Stored entries
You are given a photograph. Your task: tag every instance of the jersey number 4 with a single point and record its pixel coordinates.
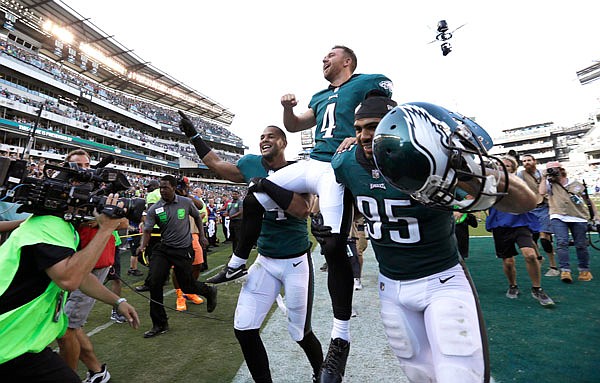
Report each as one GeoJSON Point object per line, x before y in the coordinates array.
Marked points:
{"type": "Point", "coordinates": [328, 121]}
{"type": "Point", "coordinates": [369, 209]}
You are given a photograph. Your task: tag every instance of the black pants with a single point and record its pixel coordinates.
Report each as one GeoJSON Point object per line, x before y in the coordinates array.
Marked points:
{"type": "Point", "coordinates": [235, 229]}
{"type": "Point", "coordinates": [461, 230]}
{"type": "Point", "coordinates": [163, 257]}
{"type": "Point", "coordinates": [44, 366]}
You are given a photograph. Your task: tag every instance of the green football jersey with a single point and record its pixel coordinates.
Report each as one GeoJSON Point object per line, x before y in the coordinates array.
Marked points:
{"type": "Point", "coordinates": [281, 235]}
{"type": "Point", "coordinates": [334, 111]}
{"type": "Point", "coordinates": [409, 240]}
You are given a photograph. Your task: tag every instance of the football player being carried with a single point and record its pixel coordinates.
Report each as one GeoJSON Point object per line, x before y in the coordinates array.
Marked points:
{"type": "Point", "coordinates": [402, 174]}
{"type": "Point", "coordinates": [331, 110]}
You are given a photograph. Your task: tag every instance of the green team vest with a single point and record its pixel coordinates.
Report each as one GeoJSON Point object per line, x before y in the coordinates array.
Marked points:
{"type": "Point", "coordinates": [31, 327]}
{"type": "Point", "coordinates": [409, 240]}
{"type": "Point", "coordinates": [281, 235]}
{"type": "Point", "coordinates": [334, 111]}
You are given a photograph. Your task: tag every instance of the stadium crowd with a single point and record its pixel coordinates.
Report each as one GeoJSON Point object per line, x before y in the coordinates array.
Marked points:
{"type": "Point", "coordinates": [112, 129]}
{"type": "Point", "coordinates": [154, 112]}
{"type": "Point", "coordinates": [406, 255]}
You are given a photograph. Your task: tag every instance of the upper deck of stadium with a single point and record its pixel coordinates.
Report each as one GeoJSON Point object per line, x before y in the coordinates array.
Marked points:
{"type": "Point", "coordinates": [94, 89]}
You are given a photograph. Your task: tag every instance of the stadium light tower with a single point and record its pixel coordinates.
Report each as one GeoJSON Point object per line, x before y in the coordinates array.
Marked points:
{"type": "Point", "coordinates": [589, 74]}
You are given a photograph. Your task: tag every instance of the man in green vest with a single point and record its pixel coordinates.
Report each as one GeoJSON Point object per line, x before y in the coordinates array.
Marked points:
{"type": "Point", "coordinates": [39, 263]}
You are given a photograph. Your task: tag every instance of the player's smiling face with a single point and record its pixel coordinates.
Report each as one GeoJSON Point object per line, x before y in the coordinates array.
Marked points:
{"type": "Point", "coordinates": [333, 64]}
{"type": "Point", "coordinates": [271, 143]}
{"type": "Point", "coordinates": [365, 130]}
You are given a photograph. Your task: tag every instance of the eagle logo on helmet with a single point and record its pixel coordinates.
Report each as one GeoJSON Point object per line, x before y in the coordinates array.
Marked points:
{"type": "Point", "coordinates": [422, 150]}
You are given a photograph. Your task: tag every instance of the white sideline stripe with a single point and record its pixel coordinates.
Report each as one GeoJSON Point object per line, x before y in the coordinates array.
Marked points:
{"type": "Point", "coordinates": [110, 322]}
{"type": "Point", "coordinates": [170, 292]}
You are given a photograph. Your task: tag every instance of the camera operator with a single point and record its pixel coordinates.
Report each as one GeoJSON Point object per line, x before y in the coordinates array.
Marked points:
{"type": "Point", "coordinates": [38, 262]}
{"type": "Point", "coordinates": [568, 211]}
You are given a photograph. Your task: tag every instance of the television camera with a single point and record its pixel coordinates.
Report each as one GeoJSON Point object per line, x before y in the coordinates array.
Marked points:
{"type": "Point", "coordinates": [68, 191]}
{"type": "Point", "coordinates": [444, 36]}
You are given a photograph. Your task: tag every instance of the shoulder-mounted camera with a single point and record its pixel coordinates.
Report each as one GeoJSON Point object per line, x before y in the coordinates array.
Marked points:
{"type": "Point", "coordinates": [68, 191]}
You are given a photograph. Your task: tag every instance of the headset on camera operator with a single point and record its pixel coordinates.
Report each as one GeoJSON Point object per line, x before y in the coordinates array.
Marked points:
{"type": "Point", "coordinates": [568, 212]}
{"type": "Point", "coordinates": [39, 263]}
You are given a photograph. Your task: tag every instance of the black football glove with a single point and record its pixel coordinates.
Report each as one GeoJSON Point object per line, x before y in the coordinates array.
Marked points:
{"type": "Point", "coordinates": [186, 125]}
{"type": "Point", "coordinates": [318, 229]}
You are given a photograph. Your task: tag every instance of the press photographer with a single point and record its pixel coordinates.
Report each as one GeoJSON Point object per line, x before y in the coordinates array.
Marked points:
{"type": "Point", "coordinates": [568, 211]}
{"type": "Point", "coordinates": [39, 263]}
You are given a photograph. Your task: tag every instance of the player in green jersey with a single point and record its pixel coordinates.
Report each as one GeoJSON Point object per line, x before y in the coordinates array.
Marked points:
{"type": "Point", "coordinates": [331, 110]}
{"type": "Point", "coordinates": [283, 260]}
{"type": "Point", "coordinates": [428, 306]}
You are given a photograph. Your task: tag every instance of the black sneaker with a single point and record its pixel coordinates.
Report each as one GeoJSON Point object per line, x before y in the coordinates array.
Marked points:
{"type": "Point", "coordinates": [134, 272]}
{"type": "Point", "coordinates": [156, 330]}
{"type": "Point", "coordinates": [334, 365]}
{"type": "Point", "coordinates": [228, 274]}
{"type": "Point", "coordinates": [512, 292]}
{"type": "Point", "coordinates": [542, 297]}
{"type": "Point", "coordinates": [142, 288]}
{"type": "Point", "coordinates": [97, 377]}
{"type": "Point", "coordinates": [116, 317]}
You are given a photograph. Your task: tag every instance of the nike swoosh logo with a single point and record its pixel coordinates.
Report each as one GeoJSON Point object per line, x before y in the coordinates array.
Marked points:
{"type": "Point", "coordinates": [229, 275]}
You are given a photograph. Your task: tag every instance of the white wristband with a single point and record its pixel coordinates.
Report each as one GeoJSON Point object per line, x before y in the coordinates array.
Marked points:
{"type": "Point", "coordinates": [118, 302]}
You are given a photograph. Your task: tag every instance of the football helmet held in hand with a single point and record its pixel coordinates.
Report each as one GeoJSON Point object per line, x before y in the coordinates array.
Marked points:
{"type": "Point", "coordinates": [424, 150]}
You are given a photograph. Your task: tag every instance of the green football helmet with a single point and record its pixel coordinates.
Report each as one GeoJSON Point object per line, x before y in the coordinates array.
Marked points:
{"type": "Point", "coordinates": [424, 150]}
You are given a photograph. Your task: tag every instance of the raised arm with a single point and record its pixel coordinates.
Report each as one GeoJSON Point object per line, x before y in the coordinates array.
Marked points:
{"type": "Point", "coordinates": [224, 169]}
{"type": "Point", "coordinates": [291, 121]}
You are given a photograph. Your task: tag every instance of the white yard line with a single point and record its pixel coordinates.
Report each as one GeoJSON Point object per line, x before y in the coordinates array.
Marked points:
{"type": "Point", "coordinates": [370, 360]}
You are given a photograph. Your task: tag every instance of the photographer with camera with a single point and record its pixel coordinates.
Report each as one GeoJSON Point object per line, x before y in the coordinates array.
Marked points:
{"type": "Point", "coordinates": [39, 262]}
{"type": "Point", "coordinates": [568, 211]}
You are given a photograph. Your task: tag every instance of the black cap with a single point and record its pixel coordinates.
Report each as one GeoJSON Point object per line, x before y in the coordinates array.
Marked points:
{"type": "Point", "coordinates": [374, 107]}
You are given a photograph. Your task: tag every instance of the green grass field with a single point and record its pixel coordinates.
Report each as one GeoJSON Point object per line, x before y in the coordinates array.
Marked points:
{"type": "Point", "coordinates": [528, 343]}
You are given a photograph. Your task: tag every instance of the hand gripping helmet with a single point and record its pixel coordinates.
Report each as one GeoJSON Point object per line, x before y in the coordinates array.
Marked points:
{"type": "Point", "coordinates": [424, 150]}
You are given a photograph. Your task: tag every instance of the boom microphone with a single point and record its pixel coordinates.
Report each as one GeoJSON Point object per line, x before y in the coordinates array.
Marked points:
{"type": "Point", "coordinates": [105, 161]}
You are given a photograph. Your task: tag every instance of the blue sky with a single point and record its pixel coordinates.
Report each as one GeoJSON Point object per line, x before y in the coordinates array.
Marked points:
{"type": "Point", "coordinates": [513, 63]}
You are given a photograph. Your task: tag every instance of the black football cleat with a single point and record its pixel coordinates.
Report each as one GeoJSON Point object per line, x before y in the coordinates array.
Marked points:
{"type": "Point", "coordinates": [156, 330]}
{"type": "Point", "coordinates": [334, 365]}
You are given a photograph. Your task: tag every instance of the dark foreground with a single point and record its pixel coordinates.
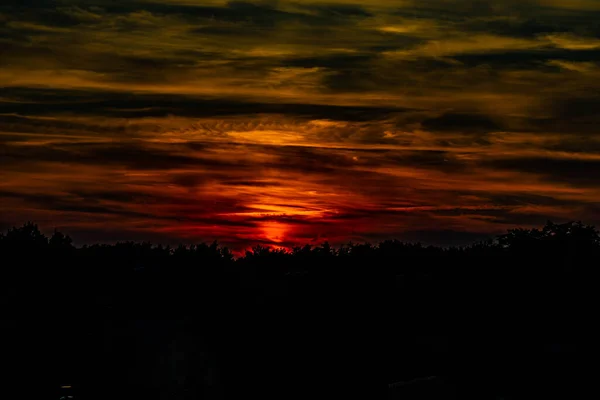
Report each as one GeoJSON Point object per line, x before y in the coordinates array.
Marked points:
{"type": "Point", "coordinates": [512, 318]}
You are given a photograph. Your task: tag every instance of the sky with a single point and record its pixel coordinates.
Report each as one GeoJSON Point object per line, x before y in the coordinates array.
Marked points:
{"type": "Point", "coordinates": [298, 122]}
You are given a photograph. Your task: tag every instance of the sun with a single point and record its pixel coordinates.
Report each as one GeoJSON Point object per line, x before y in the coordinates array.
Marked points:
{"type": "Point", "coordinates": [274, 231]}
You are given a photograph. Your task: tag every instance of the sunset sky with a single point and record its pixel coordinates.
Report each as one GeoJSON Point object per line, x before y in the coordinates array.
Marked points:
{"type": "Point", "coordinates": [293, 122]}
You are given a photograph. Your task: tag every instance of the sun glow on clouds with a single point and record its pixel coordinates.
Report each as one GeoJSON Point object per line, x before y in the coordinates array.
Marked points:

**TASK DESCRIPTION:** Take the records above from the line with "black football cleat" down to their last line and please copy those lines exactly, without the pictures.

**EXERCISE OUTPUT:**
You are given a photograph. Your task: tag every instance of the black football cleat with a single point and record its pixel coordinates.
Report each as one GeoJSON Point object per line, x before y in the coordinates array.
Marked points:
{"type": "Point", "coordinates": [156, 330]}
{"type": "Point", "coordinates": [334, 365]}
You are given a photograph. Your task: tag every instance of the dark foreground with a single point and record its pixel coordinates.
Report each as one GeoJSON Point object per line, x before y in the coordinates array.
Marked points:
{"type": "Point", "coordinates": [512, 318]}
You are given a photograph. Your task: tag every instance of the sky with a single point and record its pixel coordinates.
Report each as one GeoJSON Point object per line, x before y in the coordinates array.
Marked points:
{"type": "Point", "coordinates": [298, 122]}
You are given a photograph. Your task: tag every instance of the sun with a single point and record its pixel coordinates.
Report each as one GeoJSON Point object per line, x before y in the coordinates array.
Marked points:
{"type": "Point", "coordinates": [274, 231]}
You are given a photograph. Your task: tag every instance of the sunset sky with a single point and record its pixel coordinates.
Report each as one GeoJSON Point object per line, x before y in the coordinates array.
Marked points:
{"type": "Point", "coordinates": [293, 122]}
You are given a photograph. Your task: tag every instance of the sun glow on clouds with a single point and record its pixel coordinates.
Report each as one GeoJSON Point object per line, x before y in the coordinates array.
Marked points:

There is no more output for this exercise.